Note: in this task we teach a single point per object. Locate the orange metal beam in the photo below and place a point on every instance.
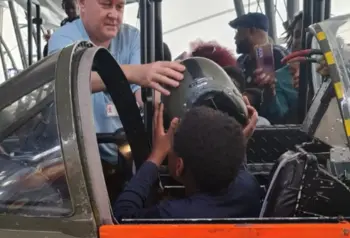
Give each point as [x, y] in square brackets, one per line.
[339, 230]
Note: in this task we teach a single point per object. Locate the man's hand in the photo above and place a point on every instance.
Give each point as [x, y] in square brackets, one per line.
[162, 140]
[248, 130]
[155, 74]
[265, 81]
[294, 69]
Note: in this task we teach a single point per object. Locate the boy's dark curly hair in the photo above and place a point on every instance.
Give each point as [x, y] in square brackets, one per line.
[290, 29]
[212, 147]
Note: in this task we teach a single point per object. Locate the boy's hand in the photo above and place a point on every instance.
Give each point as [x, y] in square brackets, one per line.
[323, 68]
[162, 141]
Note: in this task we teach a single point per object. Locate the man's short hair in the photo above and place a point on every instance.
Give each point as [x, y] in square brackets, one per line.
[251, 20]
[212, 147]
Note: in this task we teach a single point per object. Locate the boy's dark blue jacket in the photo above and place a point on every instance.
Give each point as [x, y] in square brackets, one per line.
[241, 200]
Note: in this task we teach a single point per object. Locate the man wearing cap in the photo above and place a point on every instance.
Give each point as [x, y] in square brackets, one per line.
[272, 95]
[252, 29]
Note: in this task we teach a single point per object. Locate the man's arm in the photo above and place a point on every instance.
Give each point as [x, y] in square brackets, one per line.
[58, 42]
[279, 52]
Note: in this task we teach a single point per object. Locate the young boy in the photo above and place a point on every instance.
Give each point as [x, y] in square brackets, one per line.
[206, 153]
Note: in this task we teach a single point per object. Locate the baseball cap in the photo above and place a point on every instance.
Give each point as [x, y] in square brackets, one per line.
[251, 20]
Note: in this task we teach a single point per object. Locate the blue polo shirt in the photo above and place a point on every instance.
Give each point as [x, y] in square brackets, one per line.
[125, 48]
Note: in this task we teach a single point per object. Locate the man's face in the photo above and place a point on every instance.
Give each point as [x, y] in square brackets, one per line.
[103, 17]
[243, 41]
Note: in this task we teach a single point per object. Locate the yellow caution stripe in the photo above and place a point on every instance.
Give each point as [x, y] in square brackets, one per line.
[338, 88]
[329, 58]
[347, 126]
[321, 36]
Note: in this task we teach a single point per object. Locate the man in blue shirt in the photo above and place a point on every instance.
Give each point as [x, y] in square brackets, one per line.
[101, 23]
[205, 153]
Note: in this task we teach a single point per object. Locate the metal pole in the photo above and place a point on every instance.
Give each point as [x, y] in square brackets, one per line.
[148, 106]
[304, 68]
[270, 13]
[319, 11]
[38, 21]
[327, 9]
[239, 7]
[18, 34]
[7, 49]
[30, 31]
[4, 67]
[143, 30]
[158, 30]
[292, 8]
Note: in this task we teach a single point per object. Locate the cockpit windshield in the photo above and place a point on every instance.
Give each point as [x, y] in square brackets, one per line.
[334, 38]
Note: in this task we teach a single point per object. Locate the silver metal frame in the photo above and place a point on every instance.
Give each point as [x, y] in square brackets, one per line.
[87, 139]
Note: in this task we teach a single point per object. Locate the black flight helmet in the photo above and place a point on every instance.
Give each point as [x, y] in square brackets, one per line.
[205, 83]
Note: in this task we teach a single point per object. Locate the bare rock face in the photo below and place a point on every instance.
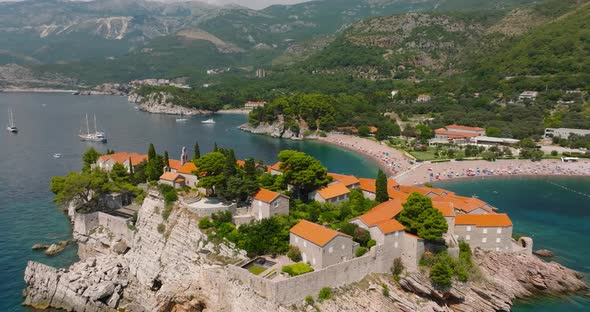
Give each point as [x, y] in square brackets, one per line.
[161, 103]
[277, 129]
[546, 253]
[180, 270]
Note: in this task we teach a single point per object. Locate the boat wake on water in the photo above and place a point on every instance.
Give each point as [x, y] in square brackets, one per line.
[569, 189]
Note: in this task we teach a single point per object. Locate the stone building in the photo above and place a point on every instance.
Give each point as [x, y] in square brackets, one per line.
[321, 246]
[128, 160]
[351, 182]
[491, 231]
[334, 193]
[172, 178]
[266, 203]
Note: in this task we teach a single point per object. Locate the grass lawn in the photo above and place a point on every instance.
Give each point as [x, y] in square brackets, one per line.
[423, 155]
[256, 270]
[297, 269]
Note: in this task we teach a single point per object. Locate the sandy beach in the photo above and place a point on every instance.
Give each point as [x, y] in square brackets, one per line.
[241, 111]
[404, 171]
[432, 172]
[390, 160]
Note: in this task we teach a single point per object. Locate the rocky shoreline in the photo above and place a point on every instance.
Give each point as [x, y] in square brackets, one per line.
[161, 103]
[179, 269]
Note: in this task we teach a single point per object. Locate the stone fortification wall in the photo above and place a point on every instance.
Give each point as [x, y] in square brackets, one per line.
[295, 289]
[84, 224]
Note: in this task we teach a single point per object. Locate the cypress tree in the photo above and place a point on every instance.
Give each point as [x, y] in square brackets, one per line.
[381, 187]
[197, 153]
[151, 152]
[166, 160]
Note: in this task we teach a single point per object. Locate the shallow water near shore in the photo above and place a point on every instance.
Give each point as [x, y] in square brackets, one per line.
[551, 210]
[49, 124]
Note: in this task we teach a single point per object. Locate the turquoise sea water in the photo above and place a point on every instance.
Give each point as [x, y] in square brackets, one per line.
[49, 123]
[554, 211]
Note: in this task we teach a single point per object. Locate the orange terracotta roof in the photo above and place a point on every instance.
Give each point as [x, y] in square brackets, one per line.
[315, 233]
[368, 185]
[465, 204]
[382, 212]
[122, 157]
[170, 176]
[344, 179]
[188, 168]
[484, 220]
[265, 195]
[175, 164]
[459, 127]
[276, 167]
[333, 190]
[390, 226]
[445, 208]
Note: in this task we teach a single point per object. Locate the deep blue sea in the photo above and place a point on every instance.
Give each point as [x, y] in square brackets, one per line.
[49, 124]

• WORK TO BE COMPLETED:
Turn all of the data above into a numbered list with one line per item. Leave out the blank lines and the pictures.

• PROBLEM SOLUTION:
1. Note: in this task we teach a single point per object. Locate the orange metal beam in the photo below and place a point on every instance.
2. Give each point as [x, y] in square brackets, one per line.
3. [339, 230]
4. Note: in this task we teach a single point per object. Locate the man's hand in the photo above and place a point on every instance.
5. Give each point as [x, y] in square brackets, one per line.
6. [162, 140]
7. [248, 130]
8. [155, 74]
9. [265, 81]
10. [294, 69]
11. Note: in this task we teach a single point per object. Locate the boy's dark curly hair in the photo above and place a point on every instance.
12. Give each point as [x, y] in square brackets, one per line.
13. [290, 29]
14. [212, 147]
15. Note: in this task we teach a single point per object. Locate the boy's hand in the photo above and place a point on every instance.
16. Give each point as [x, y] in square brackets, one per line.
17. [323, 68]
18. [162, 141]
19. Note: in this task we teach a single point per object. Locate the man's short hair in the photo above and place a point on every instance.
20. Give each point as [x, y] in square brackets, one per line.
21. [251, 20]
22. [212, 147]
23. Note: in this task we teach a single point per object. Locate the boy's dark blue jacket in the photo above and place a point on every instance.
24. Give each point as [x, y] in square brackets, one per line.
25. [241, 200]
26. Note: in this task we teach a single point per object. Locate the man wearing cap in the photo above and place a point on every instance.
27. Give each point as [x, y] in square brackets, one per line.
28. [272, 95]
29. [252, 29]
30. Note: in this task we teach a single point per object. Locate the man's arm in the photo above and place a point on every instance.
31. Give each point as [x, y] in square brackets, one per line.
32. [58, 42]
33. [279, 52]
34. Note: in this task we teach a single point per object. Locate the young boy in the photo above and place a point on every instance.
35. Give each point as [x, y] in square brackets, one per line.
36. [206, 153]
37. Note: in this task we teach a single point per object. Locate the baseball cap in the photo above and place a point on every instance.
38. Give each point as [x, y] in square brackets, one per line.
39. [251, 20]
40. Note: in this task we teach a single point per object. Locate the blue polo shirt in the photo above and place a point on every instance.
41. Give each point as [x, y] in square brackets, one per line.
42. [125, 48]
43. Note: in this task we teach a single point per object. Locate the man's face in the photo above and place a point on every instance.
44. Give each point as [x, y] in square brackets, one per line.
45. [103, 17]
46. [243, 41]
47. Note: in this task we teach a single point per object. Locate the yellow caution stripe in the photo above and place a point on every instance.
48. Give each point as [x, y] in square brackets, one per line.
49. [338, 88]
50. [329, 58]
51. [347, 126]
52. [321, 36]
53. Note: in this task we teach a single point per object. Locate the man in blue shirt in the photo above and place a point on every instance.
54. Give each point as [x, y] in square brackets, one per line.
55. [101, 23]
56. [205, 153]
57. Note: in this task we teach a single point per object. Locate the metal pole in the photo above and place a point on every instance.
58. Give each point as [x, y] in square brackets, one per line.
59. [148, 106]
60. [304, 68]
61. [270, 13]
62. [319, 11]
63. [38, 21]
64. [327, 9]
65. [239, 7]
66. [18, 34]
67. [7, 49]
68. [30, 31]
69. [4, 67]
70. [143, 30]
71. [158, 30]
72. [292, 8]
73. Note: in this task we teach a single point per object. Locate the cockpit windshield in the photo above and place a point on every instance.
74. Give each point as [x, y] in square brackets, one per line.
75. [334, 38]
76. Note: in this task we teach a single point per object. Locate the silver metal frame in the photo above and place a point on every instance.
77. Give each point as [x, y] in square brackets, one per line.
78. [87, 139]
79. Note: in this task we teach a single point per object. Locate the black flight helmet in the photo above and place a point on every instance.
80. Give each point as [x, y] in square brackets, one per line.
81. [205, 83]
82. Note: in this task we teach a single point per object. Locate the bare rock face in the photo below and place a point on every instance.
83. Give each point as [x, y] in square brackets, one per line.
84. [161, 103]
85. [277, 129]
86. [546, 253]
87. [180, 270]
88. Note: in this task we teach a single point per object. Locate the boat wake on water in the photo above and place a point on every instance.
89. Give each point as [x, y] in square brackets, one per line.
90. [569, 189]
91. Note: in this task we teach a single point per object. Locate the stone building in the photo above and place a point on every instance.
92. Give each point as [x, y] in square brackets, one per line.
93. [321, 246]
94. [128, 160]
95. [351, 182]
96. [491, 231]
97. [334, 193]
98. [172, 178]
99. [266, 203]
100. Note: in this task we teach a single point per object. Locate the grass lawn in the photo above and place a point on every instance.
101. Give each point as [x, y] in square brackets, one per line.
102. [423, 155]
103. [256, 270]
104. [297, 269]
105. Note: in this task we teach a single point per object. Locate the sandy beach in the photo above and place a point on every instance.
106. Give each point as [x, y] in square brackets, one per line.
107. [241, 111]
108. [404, 171]
109. [432, 172]
110. [390, 160]
111. Note: in this task we teach a single point per object. Locate the rocky shoreline in the photo above and place a point on every instance.
112. Give each point as [x, y] in square brackets, one per line.
113. [161, 103]
114. [179, 269]
115. Note: in this task we teach a single point per object. Locate the stone fortification wall in the photo above and place a point on every instance.
116. Give each point as [x, y] in square brackets, one per line.
117. [295, 289]
118. [84, 224]
119. Note: in this task we teach a single point per object. Locate the cypress tree in the photo above and place a point on every instance.
120. Give each point as [x, y] in square brackets, one per line.
121. [381, 187]
122. [197, 153]
123. [151, 152]
124. [166, 160]
125. Note: in this task we teach a single point per object. Locate the shallow water near shore in the photo above and place a point on every instance.
126. Give each point as [x, y] in square brackets, one per line.
127. [551, 210]
128. [49, 124]
129. Note: in this task we teach a single point per object. Locate the turquoise sea water in the photo above and place a point on every instance.
130. Give each point as [x, y] in square brackets, one per line.
131. [49, 123]
132. [554, 211]
133. Note: in this task we teach a single point per object. Locate the orange terracotta roof in the photo above and place a point on every instance.
134. Give each point as [x, y] in square brackets, one per line.
135. [315, 233]
136. [368, 185]
137. [465, 204]
138. [382, 212]
139. [122, 157]
140. [170, 176]
141. [344, 179]
142. [188, 168]
143. [484, 220]
144. [265, 195]
145. [175, 164]
146. [459, 127]
147. [276, 167]
148. [333, 190]
149. [390, 226]
150. [445, 208]
151. Note: in this task we teach a single point per object. Locate the deep blue sea in the photo above and place a point on every instance.
152. Give each point as [x, y] in square brackets, one per line.
153. [49, 124]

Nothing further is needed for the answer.